*TASK TO COMPLETE:* Quote the listing from its first line through the line containing "276 154 L 276", including both ends and leaving out the pictures.

*INFORMATION SHOWN:*
----------

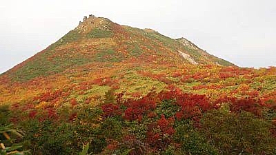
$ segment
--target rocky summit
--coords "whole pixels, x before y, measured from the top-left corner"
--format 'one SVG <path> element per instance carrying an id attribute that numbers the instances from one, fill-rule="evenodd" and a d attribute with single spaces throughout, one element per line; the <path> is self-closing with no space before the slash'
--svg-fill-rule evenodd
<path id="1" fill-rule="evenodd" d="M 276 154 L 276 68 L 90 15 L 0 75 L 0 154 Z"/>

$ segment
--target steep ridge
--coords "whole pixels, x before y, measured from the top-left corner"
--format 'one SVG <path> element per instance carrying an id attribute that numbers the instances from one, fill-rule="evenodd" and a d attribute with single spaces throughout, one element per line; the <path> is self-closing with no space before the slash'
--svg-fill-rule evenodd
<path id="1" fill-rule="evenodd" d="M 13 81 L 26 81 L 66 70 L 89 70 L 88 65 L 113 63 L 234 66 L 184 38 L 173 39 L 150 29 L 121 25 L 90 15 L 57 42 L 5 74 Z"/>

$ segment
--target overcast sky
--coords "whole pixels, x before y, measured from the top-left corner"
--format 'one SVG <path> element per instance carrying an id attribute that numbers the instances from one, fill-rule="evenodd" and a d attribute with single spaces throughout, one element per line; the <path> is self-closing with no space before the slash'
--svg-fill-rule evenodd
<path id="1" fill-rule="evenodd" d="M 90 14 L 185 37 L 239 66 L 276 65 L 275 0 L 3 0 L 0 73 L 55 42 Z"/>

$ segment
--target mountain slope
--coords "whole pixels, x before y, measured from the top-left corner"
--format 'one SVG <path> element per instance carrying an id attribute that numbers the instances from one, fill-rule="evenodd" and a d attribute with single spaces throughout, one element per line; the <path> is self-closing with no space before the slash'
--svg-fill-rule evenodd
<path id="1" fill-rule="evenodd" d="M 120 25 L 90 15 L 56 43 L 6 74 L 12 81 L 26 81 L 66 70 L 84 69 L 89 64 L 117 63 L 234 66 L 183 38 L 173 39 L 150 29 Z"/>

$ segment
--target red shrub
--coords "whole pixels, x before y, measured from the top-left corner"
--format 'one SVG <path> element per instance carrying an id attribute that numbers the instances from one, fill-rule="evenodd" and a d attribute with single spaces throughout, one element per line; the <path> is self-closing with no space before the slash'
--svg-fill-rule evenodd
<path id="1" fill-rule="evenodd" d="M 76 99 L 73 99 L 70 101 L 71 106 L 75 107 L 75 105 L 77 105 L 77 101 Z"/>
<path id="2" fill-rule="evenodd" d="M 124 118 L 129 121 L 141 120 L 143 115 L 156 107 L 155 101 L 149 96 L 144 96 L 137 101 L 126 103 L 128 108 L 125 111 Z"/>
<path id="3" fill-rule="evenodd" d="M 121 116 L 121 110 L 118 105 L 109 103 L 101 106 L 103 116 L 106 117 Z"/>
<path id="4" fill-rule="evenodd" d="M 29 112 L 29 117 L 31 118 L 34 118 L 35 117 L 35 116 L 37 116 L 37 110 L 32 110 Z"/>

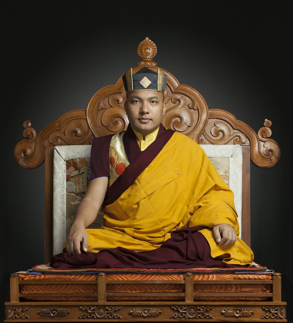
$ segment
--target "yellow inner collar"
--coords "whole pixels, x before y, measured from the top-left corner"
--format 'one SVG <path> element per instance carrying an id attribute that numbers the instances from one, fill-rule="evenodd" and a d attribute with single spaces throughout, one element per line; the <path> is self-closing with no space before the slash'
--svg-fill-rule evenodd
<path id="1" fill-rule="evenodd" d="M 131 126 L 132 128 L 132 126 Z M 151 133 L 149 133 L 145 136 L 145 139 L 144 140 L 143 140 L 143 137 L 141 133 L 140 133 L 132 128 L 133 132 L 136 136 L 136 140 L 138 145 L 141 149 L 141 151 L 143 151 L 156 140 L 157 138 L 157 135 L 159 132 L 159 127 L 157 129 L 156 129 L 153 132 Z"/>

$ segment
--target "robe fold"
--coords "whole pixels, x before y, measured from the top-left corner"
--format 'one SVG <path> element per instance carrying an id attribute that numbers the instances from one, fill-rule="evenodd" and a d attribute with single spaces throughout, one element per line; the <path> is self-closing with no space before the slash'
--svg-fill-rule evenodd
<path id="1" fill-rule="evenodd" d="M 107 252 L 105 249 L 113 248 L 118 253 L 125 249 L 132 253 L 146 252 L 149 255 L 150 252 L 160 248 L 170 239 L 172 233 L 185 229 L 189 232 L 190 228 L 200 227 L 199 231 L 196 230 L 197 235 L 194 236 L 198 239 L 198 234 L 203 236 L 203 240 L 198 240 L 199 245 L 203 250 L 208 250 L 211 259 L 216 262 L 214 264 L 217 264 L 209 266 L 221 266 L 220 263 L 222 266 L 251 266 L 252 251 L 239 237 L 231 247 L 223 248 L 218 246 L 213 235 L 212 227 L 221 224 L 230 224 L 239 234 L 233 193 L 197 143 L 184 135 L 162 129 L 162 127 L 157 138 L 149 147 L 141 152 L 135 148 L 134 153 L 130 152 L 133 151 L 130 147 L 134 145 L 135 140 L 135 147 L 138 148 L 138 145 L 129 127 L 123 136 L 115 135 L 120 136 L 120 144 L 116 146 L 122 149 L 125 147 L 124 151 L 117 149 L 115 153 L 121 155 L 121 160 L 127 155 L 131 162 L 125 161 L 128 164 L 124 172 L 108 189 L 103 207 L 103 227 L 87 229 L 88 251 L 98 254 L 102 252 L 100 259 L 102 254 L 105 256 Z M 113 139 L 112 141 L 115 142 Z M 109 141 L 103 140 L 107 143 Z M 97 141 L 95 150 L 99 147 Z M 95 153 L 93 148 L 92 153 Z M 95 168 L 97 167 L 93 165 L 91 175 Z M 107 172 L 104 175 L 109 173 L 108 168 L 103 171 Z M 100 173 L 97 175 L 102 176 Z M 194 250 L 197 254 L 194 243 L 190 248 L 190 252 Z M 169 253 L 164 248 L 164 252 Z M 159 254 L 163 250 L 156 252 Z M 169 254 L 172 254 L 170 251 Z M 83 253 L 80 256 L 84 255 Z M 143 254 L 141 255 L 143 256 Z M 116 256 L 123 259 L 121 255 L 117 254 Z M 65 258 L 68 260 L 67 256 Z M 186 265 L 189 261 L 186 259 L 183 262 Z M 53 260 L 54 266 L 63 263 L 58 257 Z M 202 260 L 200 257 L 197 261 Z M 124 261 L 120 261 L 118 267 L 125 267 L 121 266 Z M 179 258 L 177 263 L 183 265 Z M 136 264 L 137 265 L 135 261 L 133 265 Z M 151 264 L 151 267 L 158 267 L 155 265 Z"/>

----------

*COMPLETED EXERCISE:*
$ segment
--target rocky summit
--coords "whole pixels, x before y, measured from the top-left corner"
--format 'one SVG <path> element per instance carrying an id attribute that numbers the instances from one, fill-rule="evenodd" and a d attribute with single spaces throughout, one element per line; the <path> is self-closing with no space before the slash'
--svg-fill-rule evenodd
<path id="1" fill-rule="evenodd" d="M 276 154 L 276 68 L 90 15 L 0 75 L 0 154 Z"/>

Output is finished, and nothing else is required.